(Сохранённые материалы из коллекции)
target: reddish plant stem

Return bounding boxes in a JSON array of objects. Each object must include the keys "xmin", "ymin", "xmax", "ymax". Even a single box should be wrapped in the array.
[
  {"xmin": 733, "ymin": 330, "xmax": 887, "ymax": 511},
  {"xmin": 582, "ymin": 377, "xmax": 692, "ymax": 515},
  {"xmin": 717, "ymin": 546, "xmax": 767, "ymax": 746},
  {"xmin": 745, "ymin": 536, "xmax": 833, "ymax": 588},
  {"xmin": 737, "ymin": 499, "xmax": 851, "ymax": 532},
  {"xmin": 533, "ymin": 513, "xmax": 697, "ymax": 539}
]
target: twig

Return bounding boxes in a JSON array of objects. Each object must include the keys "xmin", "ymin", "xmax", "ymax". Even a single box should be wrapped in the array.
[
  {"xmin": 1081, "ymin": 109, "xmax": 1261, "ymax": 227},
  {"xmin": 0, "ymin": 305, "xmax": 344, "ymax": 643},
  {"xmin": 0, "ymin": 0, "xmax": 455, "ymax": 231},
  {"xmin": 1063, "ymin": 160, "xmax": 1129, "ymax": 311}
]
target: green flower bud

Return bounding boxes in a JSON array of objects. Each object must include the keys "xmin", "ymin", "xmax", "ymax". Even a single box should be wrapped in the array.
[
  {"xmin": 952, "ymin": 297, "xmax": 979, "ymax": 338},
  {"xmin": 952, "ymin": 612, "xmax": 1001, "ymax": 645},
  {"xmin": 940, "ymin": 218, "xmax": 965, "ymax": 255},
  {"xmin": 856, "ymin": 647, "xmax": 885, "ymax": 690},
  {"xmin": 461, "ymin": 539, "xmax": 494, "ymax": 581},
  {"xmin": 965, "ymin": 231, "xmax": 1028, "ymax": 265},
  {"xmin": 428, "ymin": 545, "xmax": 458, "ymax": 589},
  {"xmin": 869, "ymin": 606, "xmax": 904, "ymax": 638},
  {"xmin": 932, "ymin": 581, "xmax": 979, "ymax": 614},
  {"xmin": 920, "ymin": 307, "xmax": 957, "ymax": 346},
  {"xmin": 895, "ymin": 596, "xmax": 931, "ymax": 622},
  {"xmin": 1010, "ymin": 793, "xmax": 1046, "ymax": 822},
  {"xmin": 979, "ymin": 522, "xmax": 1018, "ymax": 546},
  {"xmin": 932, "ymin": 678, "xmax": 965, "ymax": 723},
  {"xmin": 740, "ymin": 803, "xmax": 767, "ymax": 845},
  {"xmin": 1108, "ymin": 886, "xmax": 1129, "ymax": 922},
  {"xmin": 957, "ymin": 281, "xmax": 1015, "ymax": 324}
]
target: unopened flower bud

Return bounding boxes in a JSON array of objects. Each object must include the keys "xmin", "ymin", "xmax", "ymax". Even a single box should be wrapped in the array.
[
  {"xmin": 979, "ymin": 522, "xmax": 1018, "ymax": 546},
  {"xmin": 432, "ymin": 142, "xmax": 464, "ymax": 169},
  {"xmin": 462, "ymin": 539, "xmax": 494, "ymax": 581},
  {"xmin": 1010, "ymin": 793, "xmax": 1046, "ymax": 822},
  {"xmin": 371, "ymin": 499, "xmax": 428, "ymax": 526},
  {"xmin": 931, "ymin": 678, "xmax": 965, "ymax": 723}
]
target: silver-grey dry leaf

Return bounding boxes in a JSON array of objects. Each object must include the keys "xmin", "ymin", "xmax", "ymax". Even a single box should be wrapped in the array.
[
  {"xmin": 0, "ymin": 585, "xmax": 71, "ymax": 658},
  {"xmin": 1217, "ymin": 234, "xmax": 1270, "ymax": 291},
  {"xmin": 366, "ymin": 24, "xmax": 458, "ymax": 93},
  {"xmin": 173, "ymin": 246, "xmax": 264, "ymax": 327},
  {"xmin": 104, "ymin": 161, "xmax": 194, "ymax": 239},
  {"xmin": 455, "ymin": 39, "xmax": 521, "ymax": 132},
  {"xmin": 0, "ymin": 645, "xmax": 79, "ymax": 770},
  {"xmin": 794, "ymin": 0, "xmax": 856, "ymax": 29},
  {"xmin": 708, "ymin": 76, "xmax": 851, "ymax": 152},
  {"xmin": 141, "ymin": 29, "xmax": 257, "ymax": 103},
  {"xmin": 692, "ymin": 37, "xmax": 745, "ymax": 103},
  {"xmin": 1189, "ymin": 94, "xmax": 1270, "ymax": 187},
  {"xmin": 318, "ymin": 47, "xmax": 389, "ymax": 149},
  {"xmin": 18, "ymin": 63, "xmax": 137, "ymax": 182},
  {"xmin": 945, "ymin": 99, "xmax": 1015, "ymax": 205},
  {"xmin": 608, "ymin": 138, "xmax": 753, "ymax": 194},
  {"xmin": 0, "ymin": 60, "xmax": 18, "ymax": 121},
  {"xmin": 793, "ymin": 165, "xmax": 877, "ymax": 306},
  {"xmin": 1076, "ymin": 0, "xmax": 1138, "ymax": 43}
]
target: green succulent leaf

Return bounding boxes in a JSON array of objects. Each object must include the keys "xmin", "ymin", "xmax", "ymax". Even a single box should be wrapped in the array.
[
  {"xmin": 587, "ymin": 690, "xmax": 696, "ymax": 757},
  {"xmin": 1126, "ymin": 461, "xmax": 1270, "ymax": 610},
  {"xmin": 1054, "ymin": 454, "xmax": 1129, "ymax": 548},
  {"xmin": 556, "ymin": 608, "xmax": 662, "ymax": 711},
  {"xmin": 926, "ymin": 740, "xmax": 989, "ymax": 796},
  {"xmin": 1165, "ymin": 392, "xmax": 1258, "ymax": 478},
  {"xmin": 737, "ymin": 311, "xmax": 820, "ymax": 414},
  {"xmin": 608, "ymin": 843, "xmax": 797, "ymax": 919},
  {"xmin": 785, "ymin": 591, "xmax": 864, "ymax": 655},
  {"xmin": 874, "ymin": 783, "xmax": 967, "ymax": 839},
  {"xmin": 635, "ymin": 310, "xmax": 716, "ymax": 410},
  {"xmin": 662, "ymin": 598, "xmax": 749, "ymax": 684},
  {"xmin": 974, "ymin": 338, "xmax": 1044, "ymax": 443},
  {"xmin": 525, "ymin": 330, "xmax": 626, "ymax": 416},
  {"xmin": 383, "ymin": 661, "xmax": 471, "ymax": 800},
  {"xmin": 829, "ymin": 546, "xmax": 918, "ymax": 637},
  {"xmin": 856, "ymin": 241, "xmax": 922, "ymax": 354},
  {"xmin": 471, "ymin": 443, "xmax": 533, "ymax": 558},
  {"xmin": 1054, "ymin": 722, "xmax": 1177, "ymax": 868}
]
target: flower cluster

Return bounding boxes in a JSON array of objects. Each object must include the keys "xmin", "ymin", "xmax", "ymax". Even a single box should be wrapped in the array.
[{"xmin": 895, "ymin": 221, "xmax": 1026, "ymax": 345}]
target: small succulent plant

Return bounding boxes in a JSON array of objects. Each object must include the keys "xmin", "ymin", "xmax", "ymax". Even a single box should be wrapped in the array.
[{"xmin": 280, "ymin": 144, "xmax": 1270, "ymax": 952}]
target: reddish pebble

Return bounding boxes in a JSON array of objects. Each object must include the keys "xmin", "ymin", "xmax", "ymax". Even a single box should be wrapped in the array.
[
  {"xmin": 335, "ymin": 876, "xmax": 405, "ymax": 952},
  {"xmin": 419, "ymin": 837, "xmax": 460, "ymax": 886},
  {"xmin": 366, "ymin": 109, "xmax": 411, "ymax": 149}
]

**Ваша задача:**
Извлеките из материала выше все строки, где есть слово «plant».

**Результат задания:**
target: reddish plant stem
target: small succulent plant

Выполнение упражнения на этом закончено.